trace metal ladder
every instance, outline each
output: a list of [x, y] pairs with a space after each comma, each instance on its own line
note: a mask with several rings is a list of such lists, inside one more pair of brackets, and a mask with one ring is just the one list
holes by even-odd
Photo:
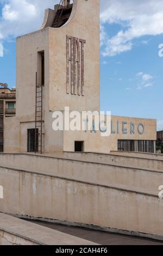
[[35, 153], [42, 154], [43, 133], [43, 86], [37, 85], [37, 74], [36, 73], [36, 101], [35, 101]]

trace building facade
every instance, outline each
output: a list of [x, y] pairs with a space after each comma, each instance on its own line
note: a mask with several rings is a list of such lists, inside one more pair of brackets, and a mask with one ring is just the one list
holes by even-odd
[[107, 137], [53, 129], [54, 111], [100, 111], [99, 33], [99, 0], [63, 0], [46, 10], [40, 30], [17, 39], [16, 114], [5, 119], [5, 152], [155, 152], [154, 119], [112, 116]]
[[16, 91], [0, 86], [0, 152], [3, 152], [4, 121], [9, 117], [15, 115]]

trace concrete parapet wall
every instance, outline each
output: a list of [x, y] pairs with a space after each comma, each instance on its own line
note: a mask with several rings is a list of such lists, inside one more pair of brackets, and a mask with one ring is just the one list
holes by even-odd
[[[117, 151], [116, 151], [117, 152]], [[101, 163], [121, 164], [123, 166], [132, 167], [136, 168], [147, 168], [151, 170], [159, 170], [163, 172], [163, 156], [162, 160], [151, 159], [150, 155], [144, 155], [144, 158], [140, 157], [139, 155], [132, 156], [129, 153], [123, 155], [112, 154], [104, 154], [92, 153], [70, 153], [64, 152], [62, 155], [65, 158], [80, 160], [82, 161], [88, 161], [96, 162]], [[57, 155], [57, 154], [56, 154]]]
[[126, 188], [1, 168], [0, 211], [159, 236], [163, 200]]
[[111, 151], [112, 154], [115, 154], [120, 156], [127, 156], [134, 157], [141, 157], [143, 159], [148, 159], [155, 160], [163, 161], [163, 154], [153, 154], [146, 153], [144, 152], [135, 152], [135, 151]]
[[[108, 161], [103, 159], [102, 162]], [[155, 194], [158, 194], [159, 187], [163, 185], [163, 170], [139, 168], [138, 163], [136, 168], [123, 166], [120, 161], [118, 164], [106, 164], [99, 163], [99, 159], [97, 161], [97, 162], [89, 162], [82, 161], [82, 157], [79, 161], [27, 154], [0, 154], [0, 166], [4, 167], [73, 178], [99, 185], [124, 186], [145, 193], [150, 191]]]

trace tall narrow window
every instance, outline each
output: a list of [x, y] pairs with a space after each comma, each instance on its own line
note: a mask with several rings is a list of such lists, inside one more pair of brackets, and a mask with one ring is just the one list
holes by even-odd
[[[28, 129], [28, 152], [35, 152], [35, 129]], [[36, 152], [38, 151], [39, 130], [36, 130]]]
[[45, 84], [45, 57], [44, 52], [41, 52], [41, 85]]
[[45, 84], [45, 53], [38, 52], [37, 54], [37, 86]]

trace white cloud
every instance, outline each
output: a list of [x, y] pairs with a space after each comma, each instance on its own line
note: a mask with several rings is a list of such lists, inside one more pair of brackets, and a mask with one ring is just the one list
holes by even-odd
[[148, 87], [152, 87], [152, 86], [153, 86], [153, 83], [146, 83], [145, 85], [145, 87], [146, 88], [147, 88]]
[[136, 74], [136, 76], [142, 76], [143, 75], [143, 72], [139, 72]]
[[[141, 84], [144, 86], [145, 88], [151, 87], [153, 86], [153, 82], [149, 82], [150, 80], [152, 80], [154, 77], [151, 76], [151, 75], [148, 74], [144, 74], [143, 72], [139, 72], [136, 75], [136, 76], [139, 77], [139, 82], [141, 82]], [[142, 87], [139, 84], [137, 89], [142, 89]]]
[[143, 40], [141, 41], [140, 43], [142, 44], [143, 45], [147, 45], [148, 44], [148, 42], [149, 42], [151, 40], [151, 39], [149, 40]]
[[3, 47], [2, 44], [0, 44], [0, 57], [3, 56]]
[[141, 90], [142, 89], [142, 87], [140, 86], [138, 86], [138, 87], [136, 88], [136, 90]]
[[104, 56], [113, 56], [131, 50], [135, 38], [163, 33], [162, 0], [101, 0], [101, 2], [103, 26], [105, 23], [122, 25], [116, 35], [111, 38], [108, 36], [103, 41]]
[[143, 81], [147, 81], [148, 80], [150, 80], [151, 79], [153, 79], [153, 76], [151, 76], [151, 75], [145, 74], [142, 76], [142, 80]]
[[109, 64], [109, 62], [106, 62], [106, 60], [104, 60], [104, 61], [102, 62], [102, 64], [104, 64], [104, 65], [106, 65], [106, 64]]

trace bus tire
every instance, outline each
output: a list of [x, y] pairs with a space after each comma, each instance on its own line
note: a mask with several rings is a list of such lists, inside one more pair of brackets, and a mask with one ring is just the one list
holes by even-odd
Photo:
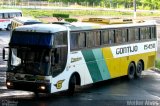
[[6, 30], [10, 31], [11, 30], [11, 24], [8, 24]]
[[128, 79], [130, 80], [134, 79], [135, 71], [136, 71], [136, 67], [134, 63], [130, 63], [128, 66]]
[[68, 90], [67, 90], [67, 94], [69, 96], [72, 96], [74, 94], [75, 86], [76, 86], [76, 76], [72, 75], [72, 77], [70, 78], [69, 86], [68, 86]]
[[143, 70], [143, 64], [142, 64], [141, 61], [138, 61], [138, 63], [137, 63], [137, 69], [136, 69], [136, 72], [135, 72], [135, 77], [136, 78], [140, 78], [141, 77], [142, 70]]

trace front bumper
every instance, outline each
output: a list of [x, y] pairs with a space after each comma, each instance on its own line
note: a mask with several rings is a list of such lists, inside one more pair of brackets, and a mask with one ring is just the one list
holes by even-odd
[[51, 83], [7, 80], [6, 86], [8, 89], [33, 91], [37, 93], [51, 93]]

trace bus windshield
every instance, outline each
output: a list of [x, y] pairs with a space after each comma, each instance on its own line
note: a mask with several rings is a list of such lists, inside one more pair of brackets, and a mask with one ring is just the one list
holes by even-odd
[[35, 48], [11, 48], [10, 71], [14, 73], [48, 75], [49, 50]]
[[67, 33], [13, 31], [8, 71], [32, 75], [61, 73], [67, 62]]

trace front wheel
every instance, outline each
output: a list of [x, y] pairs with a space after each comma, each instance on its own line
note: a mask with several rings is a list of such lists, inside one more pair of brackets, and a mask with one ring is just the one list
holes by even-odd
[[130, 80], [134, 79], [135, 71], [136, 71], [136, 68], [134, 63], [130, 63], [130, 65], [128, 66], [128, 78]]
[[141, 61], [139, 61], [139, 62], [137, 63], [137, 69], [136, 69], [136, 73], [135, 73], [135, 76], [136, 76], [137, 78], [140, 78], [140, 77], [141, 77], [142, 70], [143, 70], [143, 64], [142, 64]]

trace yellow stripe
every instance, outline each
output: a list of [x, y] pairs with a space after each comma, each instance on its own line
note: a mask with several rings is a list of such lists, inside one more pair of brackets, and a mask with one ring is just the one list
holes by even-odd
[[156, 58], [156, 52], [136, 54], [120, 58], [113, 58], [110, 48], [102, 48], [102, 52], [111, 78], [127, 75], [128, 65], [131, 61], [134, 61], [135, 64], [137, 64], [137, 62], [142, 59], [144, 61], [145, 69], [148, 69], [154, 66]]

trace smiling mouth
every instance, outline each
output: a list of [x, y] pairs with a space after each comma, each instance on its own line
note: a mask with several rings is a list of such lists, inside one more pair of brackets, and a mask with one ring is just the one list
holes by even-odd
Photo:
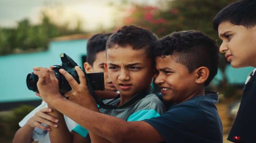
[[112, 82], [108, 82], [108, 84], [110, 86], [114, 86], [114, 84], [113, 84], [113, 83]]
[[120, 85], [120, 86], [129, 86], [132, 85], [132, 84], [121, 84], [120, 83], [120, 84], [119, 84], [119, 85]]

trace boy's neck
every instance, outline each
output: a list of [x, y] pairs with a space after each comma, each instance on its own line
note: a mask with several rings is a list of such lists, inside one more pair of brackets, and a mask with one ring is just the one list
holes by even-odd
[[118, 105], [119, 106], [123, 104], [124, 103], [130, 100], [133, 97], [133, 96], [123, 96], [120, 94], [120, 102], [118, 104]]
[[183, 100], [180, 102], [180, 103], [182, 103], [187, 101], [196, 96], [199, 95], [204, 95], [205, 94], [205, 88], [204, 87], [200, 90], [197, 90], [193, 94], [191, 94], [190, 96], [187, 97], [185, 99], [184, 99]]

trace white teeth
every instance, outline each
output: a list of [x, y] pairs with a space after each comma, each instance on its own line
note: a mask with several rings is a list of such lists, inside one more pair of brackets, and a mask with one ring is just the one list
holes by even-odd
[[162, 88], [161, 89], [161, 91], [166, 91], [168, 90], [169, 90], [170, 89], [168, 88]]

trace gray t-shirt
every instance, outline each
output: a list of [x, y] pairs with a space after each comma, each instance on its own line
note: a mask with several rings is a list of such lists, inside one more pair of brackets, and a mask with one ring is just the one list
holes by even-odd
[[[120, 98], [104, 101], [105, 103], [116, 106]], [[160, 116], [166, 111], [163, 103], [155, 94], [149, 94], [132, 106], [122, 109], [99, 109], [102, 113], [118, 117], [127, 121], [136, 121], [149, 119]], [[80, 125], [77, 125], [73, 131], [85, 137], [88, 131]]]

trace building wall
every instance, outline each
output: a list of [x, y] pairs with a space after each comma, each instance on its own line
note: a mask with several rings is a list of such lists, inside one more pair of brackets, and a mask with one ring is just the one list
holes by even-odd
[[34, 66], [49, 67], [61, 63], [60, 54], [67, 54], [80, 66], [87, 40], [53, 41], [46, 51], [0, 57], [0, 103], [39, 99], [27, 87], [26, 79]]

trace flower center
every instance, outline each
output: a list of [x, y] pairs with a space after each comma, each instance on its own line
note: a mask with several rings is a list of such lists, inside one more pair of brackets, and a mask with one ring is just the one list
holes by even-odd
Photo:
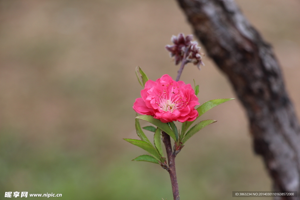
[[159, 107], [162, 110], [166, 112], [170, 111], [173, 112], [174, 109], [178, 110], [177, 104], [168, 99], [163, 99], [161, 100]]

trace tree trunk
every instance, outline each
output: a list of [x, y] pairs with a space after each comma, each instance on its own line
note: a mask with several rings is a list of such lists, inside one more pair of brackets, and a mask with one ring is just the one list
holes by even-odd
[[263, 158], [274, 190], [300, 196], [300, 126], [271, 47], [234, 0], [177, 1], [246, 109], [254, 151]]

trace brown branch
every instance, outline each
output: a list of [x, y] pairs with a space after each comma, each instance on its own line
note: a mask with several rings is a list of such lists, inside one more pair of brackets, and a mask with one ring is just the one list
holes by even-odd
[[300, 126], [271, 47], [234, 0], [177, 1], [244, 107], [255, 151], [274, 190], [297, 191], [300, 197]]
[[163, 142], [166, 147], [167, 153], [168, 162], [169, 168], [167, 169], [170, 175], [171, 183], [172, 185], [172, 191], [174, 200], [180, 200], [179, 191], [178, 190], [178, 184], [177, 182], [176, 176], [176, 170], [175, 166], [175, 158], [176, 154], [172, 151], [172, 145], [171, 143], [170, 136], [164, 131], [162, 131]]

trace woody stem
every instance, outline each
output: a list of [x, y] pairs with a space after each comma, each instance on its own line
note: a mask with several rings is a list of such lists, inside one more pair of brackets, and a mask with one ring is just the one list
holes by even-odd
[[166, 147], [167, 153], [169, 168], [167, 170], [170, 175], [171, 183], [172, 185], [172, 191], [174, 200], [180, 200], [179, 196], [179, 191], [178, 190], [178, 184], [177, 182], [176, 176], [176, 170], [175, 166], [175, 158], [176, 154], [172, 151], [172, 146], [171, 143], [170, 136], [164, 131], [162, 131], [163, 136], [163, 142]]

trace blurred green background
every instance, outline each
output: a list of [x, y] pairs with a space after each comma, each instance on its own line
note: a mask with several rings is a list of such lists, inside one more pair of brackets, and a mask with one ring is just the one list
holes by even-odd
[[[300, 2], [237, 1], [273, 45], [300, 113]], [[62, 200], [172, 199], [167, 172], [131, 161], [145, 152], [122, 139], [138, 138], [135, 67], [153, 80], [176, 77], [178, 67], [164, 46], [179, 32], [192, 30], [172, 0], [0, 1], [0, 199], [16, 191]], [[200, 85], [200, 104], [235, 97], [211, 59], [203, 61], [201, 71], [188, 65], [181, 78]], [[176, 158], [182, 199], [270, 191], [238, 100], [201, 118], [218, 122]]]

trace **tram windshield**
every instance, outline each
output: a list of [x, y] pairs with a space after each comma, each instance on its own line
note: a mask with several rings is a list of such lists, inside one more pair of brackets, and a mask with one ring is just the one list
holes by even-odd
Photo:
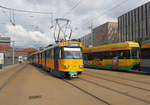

- [Work instructions]:
Rescale everything from the line containing "trace bus windshield" down to the line containing "69], [154, 66]]", both ends included, and reproduce these lines alone, requests and all. Multiply every coordinate in the answers by 0.3 and round to whole numbers with halves going up, leaving the numbers in the requests and their format samples untouched.

- [Solution]:
trace bus windshield
every instance, outline each
output: a list of [x, y] pairs with a space after each comma, each instance on its own line
note: a mask with several rings is a list of such lists, inside one more pair of brackets, and a mask with one ring is just the one list
holes by even-odd
[[11, 14], [3, 14], [3, 21], [4, 22], [14, 23], [15, 15]]
[[20, 10], [4, 9], [2, 21], [10, 23], [18, 22], [20, 19]]

trace front wheel
every instance, outline each
output: a list of [x, y] pairs with a space after each comma, each instance on its own line
note: a mask with several rings is a list of such lists, inside one more pair of brackets, and a mask with one ring is just the one list
holes by even-odd
[[39, 24], [40, 24], [41, 21], [41, 21], [41, 20], [40, 19], [39, 19], [39, 20], [38, 20], [38, 23]]
[[42, 18], [42, 18], [42, 19], [41, 19], [41, 21], [41, 21], [41, 22], [41, 22], [41, 23], [41, 23], [41, 23], [42, 23], [42, 23], [42, 23], [43, 21], [43, 21], [43, 19], [43, 19]]

trace yellow stripe
every instance, outline each
output: a list of [x, y] pairs with a space after each comma, each instance on its own line
note: a mask with several rings is a list of such lists, inside one more pair of brackets, and a mask with one ring is just the one list
holes by even-odd
[[47, 17], [47, 16], [41, 16], [36, 17], [34, 17], [33, 14], [31, 14], [31, 16], [33, 23], [38, 23], [38, 20], [39, 18], [40, 18], [41, 19], [41, 19], [41, 19], [43, 18], [43, 18], [44, 21], [44, 21], [46, 20]]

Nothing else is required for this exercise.